» ARTICLE:
++++++

As for Origen, while he cited Mark more often than Clement did, he did not cite it anywhere near the frequency with which he cited the other Gospels.  As far as I can tell via a study of Origen’s major works, Origen cited nothing in Mark 3:19-4:11 (28 consecutive verses), or in 5:2-5:43 (41 consecutive verses) or in 8:7-8:29 (22 consecutive verses), or in 10:3-10:42 (39 consecutive verses), or in 1:36-3:16 (54 consecutive verses).  If we should conclude that a non-use of Mark 16:9-20 means that the verses were absent in Origen’s copies (as Tabor seems to expect his readers to conclude that it does), then by the same measure, they would conclude that Origen had a much shorter text of Mark.  Whereas the proper conclusion is simply that Origen’s non-use of Mark 16:9-20 – if a reference in Philocalia 5 does not allude to Mark 16:17-20 – is a side-effect of his general preference for the other three Gospel-accounts.
Tabor also misrepresents (because Metzger did) the testimony of Eusebius and Jerome; those who seek a more realistic and informed perspective on their testimony may want to bypass the misleading snippets used by various commentators and read Eusebius’ comments for themselves in Eusebius of Caesarea – Gospel Problems and Solutions, and to compare it to Jerome’s Epistle 120 – To Hedibia, and notice (as D. C. Parker noticed) that Jerome’s comment is not a personal observation by  Jerome about Jerome’s manuscripts; it is part of Jerome’s Latin abridgment of part of Eusebius’ Ad Marinum, cobbled together in response to Hedibia’s general question about how to harmonize the Gospels regarding events that followed Christ’s resurrection.  Those who take the time to do so will see that Eusebius, rather than forcefully reject Mark 16:9-20, advised Marinus about how to punctuate and pronounce (and thus retain) Mark 16:9; they will also see that Eusebius used Mark 16:9 himself on two other occasions in the same composition.  
Tabor then mentions “two other endings,” and here too he misleads his readers.  For he fails to mention that when every Greek manuscript that includes the Shorter Ending – all six of them – was made, the usual 12 verses were included too.  And he says that these endings show up in “various manuscripts” but there is only one manuscript that has what he describes as an ending:  the Freer Logion, found in Codex W.  Furthermore, it is plainly false to call the Freer Logion another ending, because it is not an ending; it is an interpolation, as you can see (page-views below).  This material does not appear after Mark 16:8.  It appears between Mark 16:14 and 16:15, right where Jerome mentioned in one of his writings that he had seen it, “especially in Greek codices.”

++++++

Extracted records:

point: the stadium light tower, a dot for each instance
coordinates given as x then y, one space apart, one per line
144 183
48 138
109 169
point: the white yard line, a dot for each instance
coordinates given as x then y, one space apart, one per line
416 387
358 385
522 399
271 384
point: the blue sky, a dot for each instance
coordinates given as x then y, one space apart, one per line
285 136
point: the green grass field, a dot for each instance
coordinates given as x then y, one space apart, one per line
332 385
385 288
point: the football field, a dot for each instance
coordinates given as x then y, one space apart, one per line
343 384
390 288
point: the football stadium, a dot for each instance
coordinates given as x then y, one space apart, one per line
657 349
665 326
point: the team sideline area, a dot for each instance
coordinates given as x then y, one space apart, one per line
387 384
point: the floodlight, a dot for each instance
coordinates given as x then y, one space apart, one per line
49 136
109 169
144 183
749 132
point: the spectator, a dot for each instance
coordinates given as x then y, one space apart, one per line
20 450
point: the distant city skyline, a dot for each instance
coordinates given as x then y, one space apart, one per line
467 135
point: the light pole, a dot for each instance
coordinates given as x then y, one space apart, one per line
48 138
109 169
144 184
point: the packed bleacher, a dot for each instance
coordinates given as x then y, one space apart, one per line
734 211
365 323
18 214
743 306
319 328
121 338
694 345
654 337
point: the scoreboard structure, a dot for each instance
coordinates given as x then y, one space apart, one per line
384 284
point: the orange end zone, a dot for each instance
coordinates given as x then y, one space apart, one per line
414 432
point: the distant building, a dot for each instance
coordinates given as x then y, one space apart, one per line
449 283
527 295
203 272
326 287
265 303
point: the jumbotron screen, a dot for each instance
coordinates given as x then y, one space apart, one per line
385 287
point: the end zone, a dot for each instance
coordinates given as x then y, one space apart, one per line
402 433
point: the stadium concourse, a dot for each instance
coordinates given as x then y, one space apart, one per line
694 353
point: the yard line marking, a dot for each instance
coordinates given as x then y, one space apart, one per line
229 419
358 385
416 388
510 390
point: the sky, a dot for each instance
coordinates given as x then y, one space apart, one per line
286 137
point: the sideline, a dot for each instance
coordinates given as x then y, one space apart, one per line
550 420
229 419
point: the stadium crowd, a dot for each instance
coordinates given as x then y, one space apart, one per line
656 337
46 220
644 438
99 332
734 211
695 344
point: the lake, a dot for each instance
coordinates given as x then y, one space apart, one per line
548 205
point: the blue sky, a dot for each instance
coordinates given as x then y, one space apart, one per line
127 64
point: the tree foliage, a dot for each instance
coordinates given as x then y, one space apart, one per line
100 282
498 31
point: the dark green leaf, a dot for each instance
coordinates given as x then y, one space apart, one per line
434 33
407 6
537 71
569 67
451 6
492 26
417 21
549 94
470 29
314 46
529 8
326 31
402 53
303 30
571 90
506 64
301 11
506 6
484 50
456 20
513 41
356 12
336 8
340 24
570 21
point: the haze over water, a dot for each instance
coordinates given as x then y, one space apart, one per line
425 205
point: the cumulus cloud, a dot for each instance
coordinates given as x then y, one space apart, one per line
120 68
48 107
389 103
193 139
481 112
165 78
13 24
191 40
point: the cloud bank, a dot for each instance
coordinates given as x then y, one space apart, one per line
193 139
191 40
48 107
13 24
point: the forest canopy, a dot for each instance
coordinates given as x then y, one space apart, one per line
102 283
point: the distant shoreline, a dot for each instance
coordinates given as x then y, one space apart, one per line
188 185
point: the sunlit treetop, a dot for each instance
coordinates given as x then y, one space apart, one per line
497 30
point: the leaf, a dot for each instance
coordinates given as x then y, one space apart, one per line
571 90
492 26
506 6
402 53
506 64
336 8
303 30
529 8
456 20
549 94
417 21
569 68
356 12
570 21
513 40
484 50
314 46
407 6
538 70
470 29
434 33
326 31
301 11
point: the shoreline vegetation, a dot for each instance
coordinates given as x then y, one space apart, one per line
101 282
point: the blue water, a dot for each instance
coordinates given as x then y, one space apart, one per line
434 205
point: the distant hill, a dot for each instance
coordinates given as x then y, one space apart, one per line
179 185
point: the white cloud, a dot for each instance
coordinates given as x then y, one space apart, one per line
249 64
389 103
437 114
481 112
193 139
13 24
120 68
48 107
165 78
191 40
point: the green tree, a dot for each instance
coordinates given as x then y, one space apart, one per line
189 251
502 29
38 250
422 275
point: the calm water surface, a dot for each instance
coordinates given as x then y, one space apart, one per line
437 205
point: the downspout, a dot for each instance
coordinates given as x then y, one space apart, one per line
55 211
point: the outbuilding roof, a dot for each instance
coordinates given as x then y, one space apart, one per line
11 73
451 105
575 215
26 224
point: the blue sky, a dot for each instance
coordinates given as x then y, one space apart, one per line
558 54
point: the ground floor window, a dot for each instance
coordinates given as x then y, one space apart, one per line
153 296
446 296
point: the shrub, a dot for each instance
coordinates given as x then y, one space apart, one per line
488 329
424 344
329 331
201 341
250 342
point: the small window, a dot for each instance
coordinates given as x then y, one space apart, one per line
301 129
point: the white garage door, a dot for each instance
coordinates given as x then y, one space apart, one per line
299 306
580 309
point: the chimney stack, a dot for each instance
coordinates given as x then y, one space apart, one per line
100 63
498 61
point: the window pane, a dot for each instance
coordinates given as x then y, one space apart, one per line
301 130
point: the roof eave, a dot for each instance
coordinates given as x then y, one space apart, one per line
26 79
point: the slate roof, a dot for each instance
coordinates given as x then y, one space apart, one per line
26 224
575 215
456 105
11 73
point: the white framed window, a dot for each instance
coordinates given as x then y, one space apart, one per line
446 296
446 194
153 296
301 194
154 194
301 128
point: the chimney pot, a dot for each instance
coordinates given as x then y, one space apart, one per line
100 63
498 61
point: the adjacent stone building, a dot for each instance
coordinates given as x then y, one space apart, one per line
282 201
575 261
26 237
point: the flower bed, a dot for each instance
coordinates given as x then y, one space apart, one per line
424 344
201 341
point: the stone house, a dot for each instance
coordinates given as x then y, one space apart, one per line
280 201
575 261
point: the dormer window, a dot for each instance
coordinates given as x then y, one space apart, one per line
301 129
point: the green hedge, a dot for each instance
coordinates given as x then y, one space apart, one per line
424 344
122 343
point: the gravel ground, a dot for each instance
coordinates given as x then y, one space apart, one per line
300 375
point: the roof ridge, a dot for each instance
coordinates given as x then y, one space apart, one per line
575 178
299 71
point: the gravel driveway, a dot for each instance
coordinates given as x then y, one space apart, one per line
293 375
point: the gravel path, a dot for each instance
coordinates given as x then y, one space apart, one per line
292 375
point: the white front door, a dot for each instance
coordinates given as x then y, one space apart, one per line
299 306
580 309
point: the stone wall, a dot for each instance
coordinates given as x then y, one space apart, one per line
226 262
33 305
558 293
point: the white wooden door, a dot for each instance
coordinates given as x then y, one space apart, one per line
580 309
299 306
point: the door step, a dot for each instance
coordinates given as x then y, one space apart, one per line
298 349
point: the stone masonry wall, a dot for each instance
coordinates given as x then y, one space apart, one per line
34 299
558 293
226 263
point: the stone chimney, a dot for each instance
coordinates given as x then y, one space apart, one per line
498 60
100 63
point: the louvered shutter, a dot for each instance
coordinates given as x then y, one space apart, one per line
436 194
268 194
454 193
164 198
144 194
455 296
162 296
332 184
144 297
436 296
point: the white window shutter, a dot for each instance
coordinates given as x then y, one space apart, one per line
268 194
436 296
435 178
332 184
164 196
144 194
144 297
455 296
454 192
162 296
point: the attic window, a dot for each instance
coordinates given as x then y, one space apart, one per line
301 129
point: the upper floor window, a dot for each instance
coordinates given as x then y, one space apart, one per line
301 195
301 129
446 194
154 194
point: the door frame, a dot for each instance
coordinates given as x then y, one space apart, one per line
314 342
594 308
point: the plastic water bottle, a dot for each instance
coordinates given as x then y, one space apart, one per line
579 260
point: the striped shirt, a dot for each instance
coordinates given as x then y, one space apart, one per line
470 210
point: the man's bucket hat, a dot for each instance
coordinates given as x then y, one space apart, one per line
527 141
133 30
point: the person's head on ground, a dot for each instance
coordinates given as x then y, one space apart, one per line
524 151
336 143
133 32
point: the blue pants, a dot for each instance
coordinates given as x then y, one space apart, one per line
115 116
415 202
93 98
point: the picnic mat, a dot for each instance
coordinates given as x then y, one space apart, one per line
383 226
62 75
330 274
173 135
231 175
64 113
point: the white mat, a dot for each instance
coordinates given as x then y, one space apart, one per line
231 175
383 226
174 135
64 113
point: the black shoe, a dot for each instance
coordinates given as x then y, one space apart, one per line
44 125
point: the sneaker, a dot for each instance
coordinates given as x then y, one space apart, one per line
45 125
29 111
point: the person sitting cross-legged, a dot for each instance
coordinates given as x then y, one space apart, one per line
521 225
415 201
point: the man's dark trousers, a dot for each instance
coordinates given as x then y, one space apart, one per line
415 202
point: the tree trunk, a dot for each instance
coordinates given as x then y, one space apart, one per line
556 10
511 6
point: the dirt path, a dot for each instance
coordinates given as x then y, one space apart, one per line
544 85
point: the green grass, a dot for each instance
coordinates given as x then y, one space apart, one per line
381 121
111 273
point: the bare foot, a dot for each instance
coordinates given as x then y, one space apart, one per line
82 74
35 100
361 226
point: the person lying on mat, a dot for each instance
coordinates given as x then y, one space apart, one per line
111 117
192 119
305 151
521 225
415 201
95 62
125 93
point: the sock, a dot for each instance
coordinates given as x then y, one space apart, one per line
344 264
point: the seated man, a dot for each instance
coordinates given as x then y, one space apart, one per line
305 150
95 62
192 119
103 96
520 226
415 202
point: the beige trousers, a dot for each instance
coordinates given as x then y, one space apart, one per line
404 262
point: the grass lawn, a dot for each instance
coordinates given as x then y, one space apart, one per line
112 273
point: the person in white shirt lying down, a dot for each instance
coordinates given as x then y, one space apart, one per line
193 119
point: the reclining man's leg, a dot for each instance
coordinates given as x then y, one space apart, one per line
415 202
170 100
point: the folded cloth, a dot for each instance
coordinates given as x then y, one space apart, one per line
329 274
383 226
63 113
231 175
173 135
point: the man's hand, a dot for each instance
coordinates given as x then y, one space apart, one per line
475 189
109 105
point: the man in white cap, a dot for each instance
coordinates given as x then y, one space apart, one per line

++++++

» WRITTEN PROBLEM 1:
Pick out every line of the records that contains the word "lying", treating case as significant.
» WRITTEN PROBLEM 2:
Carry on the passage about the ending of Mark's Gospel, starting right after its final sentence.

» EXPECTED ANSWER 1:
point: the person lying on mat, a dot for each instance
point: the person in white shirt lying down, a dot for each instance

» EXPECTED ANSWER 2:
            And that is where Tabor’s presentation of the external evidence ends; the remainder of the article is not much more than restatements of the author’s unorthodox beliefs regarding the nature of the resurrection of Christ.  Where does he mention that Irenaeus specifically quoted Mark 16:19 around the year 180, over a century before Codex Vaticanus was made?  Nowhere.  Where does he mention that manuscripts representing the Byzantine, Western, Caesarea, and Alexandrian text-types include Mark 16:9-20?  Nowhere.  How is it that in a footnote Tabor mentions (via a quotation from Metzger’s Textual Commentary) two Georgian manuscripts from the 800s and 900s, but none of the patristic utilizations of Mark 16:9-20 from the 300s and 400s?  Is evidence from the Vulgate, from Codex Alexandrinus, from Codex Bezae, from Apostolic Constitutions (380), from Ambrose, from Augustine, and from Jerome suddenly so trivial as to be ignored?  No?  Then why – I ask the editors of BAR – was none of this mentioned in their article?     
            No matter what the answer is – whether such glaring omissions and evidence-molding were intentional or accidental – it seems obvious that BAR should be considered a dry well – or worse, a poisoned well – by readers thirsty for accurate descriptions of the external evidence pertinent to important text-critical questions about the text of the New Testament.


Wednesday, September 19, 2018

Mark 16:9-20 and Early Patristic Evidence


            New Testament scholars continue to spread misinformation about Mark 16:9-20.  The latest perpetrator is Dr. Zachary Cole, a professor at Union Theological College.  Dr. Cole received his master’s degree from Dallas Theological Seminary and his Ph.D. is from the University of Edinburgh.  Nevertheless – or perhaps one should say “Consequently” – he has not been well-informed about the last 12 verses of Mark.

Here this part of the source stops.